§ **YOUR OBJECTIVE**: Retrieve every line from the records in which the word "white" occurs.

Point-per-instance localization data
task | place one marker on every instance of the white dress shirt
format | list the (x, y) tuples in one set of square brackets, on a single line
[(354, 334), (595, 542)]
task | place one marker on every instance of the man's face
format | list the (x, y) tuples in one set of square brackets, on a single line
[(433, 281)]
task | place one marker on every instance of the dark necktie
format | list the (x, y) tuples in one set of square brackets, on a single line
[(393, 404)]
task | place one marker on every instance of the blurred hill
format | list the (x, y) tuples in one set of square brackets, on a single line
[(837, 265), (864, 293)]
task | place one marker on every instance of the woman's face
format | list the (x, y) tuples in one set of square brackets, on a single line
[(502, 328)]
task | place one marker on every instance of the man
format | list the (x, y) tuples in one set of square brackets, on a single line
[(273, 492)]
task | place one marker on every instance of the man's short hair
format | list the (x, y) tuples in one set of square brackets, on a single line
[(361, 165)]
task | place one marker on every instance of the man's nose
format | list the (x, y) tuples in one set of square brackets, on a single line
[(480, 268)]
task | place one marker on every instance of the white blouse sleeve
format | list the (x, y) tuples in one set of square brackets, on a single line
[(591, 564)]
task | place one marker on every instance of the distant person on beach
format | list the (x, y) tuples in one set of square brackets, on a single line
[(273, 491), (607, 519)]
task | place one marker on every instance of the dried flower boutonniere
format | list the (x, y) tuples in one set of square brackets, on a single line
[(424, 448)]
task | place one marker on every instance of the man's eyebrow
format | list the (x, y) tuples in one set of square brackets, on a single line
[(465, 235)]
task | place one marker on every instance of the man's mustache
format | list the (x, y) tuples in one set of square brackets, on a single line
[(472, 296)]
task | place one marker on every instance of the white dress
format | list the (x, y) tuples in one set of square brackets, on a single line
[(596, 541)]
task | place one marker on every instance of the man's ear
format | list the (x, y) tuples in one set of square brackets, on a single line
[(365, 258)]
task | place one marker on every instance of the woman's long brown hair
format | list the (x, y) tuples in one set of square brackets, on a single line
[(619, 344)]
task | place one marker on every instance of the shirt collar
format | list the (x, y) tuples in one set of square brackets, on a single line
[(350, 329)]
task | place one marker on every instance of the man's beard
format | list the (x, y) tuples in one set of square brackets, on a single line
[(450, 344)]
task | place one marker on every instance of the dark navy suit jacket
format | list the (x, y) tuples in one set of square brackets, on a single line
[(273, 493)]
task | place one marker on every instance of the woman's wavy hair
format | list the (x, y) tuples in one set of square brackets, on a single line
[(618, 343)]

§ **ANSWER TO THIS PROBLEM**:
task | place one marker on every instance of the white dress shirt
task | place one marker on every instance of the white blouse sleeve
task | place one marker on every instance of the white dress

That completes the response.